What this task involves
From the records below, extract only the lines running from the line with "Target: small tree" to the line with "Target: distant tree", both lines included, reproducing them exactly.

The data
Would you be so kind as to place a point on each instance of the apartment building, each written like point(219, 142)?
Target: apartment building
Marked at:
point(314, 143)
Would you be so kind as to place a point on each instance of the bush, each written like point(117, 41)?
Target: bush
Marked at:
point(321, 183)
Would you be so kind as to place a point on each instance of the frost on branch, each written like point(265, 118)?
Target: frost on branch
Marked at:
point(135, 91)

--

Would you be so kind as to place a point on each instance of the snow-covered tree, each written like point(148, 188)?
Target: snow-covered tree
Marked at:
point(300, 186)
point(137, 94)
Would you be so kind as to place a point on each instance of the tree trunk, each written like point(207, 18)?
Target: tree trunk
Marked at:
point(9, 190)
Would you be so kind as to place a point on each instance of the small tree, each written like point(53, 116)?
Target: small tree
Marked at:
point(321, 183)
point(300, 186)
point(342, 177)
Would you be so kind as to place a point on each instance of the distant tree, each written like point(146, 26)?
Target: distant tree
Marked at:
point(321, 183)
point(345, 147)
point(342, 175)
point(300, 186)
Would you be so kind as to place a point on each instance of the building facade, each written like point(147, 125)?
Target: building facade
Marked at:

Task result
Target: small tree
Marked at:
point(321, 183)
point(300, 186)
point(342, 177)
Would you be so kind as to place a point on each instance of the distant tree, each written like point(146, 26)?
Target: distant tree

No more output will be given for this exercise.